> [Exercise task]
Return the lines below unchanged, starting with the line that contains "Reviewer note: confirm that each instance of the brick paver" and ending with the line that contains "[(483, 220), (541, 231), (494, 214), (629, 230)]", including both.
======== Source records ========
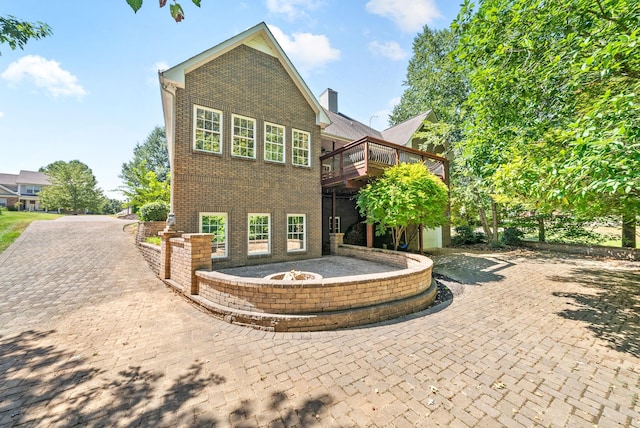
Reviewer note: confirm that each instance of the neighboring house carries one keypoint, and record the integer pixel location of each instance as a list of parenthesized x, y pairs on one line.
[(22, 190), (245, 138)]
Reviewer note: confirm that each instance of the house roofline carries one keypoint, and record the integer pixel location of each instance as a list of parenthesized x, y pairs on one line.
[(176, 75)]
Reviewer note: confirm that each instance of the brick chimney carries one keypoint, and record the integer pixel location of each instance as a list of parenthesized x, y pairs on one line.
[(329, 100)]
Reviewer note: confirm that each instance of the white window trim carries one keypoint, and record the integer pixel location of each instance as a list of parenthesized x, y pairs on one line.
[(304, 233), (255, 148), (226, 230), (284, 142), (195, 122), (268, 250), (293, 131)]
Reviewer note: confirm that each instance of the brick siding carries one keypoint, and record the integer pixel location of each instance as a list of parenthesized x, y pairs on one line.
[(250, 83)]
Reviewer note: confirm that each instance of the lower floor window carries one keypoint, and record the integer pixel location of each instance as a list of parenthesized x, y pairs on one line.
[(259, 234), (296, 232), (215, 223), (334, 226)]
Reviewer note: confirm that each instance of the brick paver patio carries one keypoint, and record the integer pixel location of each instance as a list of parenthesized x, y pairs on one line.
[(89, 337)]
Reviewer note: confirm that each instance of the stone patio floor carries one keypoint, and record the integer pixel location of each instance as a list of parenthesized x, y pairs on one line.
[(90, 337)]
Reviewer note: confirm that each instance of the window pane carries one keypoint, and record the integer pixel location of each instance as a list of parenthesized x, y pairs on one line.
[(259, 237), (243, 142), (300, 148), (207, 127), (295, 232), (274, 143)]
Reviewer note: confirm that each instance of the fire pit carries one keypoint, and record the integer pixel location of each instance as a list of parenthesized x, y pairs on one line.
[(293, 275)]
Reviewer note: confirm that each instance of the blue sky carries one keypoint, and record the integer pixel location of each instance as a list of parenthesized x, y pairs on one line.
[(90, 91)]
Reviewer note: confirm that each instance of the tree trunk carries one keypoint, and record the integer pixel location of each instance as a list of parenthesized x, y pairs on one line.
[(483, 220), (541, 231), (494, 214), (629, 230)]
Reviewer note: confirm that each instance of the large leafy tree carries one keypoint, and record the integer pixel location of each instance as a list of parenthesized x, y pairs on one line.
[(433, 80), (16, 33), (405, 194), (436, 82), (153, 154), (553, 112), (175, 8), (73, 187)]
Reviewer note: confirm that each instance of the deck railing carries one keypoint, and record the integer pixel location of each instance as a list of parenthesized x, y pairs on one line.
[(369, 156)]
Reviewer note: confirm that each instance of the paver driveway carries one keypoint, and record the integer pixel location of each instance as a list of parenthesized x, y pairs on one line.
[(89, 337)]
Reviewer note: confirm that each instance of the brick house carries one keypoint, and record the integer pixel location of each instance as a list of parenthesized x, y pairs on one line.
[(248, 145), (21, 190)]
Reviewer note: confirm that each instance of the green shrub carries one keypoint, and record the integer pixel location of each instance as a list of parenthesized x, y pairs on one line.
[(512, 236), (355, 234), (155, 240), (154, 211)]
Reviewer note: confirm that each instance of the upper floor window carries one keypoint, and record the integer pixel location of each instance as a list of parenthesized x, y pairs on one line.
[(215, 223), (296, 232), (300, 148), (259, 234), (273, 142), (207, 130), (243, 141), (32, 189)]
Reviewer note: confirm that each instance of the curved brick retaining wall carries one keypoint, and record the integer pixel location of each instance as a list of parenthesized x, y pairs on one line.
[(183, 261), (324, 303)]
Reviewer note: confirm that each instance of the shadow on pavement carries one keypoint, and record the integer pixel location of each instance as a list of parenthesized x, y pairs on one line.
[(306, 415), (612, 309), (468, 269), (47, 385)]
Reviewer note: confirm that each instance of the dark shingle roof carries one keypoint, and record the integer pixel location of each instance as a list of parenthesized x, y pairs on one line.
========
> [Complete response]
Reviewer note: confirm that each instance of the brick paver patio carries one keypoint, and record the integer pixel location of each instance as a list of parenthesized x, y pairs on one line.
[(89, 337)]
Reviewer note: confirm that each instance of the stone patio floor carries one keypoint, and record the integer pixel location of each instance as a list of parenthesized x, y pairs on one line.
[(90, 337)]
Reviewer note: confirm that each instance of the window pane carries one keypoint, and record the integer pixel location of each instance as a list of parenthesized x, y pairs on one line.
[(259, 237), (243, 142), (300, 148), (207, 127), (295, 232), (274, 143)]
Reviewer note: confirm that each instance of the fire pit carries one keypoint, and record the integer pixel location of each instance as a list of parenthesized x, y pairs on one line.
[(293, 275)]
Reviewer note: confirm that each instance of the blue sky carries one keypoint, and record the integer pixel location of each instance as a list of parenthesized x, y pairs on one line.
[(90, 91)]
Reviewer note: confirm that each instance of the tree trunk carries one keypoint, and record the integer pixel location of each instance as a list of parenthesized x, y pairs on one line.
[(483, 220), (541, 231), (494, 214), (629, 230)]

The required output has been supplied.